> _Task goal_: Copy the mailing-list reply from "On Fri, Aug 17, 2018 at 8:38" through "concurrent heap truncation.", and substitute "shrinking" for every "truncation".

Re: [HACKERS] WIP: long transactions on hot standby feedback replica / proof of concept

From: Alexander Korotkov <a(dot)korotkov(at)postgrespro(dot)ru>
To: Tom Lane <tgl(at)sss(dot)pgh(dot)pa(dot)us>
Cc: Andres Freund <andres(at)anarazel(dot)de>, Sawada Masahiko <sawada(dot)mshk(at)gmail(dot)com>, Ivan Kartyshov <i(dot)kartyshov(at)postgrespro(dot)ru>, pgsql-hackers <pgsql-hackers(at)postgresql(dot)org>
Subject: Re: [HACKERS] WIP: long transactions on hot standby feedback replica / proof of concept
Date: 2018-08-17 18:07:13
Message-ID: CAPpHfduhw07p+bBp=hvVhdL1EGG6hjyHqJfKUhPXYoxAVcu5Jw@mail.gmail.com
Views: Raw Message | Whole Thread | Download mbox | Resend email
Thread:
Lists: pgsql-hackers

On Fri, Aug 17, 2018 at 8:38 PM Tom Lane <tgl(at)sss(dot)pgh(dot)pa(dot)us> wrote:
> Alexander Korotkov <a(dot)korotkov(at)postgrespro(dot)ru> writes:
> > On Fri, Aug 17, 2018 at 6:41 PM Andres Freund <andres(at)anarazel(dot)de> wrote:
> >> There's another patch, which I thought Alexander was referring to, that
> >> does something a bit smarger. On a super short skim it seems to
> >> introduce a separate type of AEL lock that's not replicated, by my
> >> reading?
>
> > Yes, that's correct. On standby read-only queries can tolerate
> > concurrent heap truncation.
>
> Uh, what???

VACUUM truncates heap relation only after deletion of all the tuples
from tail pages. So, on standby heap truncation record would be
replayed only after heap tuples deletion records are replayed.
Therefore, if query on standby should see some of those tuples, WAL
replay stop (or query cancel) should happened before corresponding
tuples being deleted by our recovery conflict with snapshot logic.
When we're going to replay heap truncation record, no query should see
records in the tail pages.

> _Given data_:

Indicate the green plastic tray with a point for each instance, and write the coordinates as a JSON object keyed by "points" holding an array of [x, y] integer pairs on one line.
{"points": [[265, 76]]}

> _Result of the task_:
On Fri, Aug 17, 2018 at 8:38 PM Tom Lane <tgl(at)sss(dot)pgh(dot)pa(dot)us> wrote:
> Alexander Korotkov <a(dot)korotkov(at)postgrespro(dot)ru> writes:
> > On Fri, Aug 17, 2018 at 6:41 PM Andres Freund <andres(at)anarazel(dot)de> wrote:
> >> There's another patch, which I thought Alexander was referring to, that
> >> does something a bit smarger. On a super short skim it seems to
> >> introduce a separate type of AEL lock that's not replicated, by my
> >> reading?
>
> > Yes, that's correct. On standby read-only queries can tolerate
> > concurrent heap shrinking.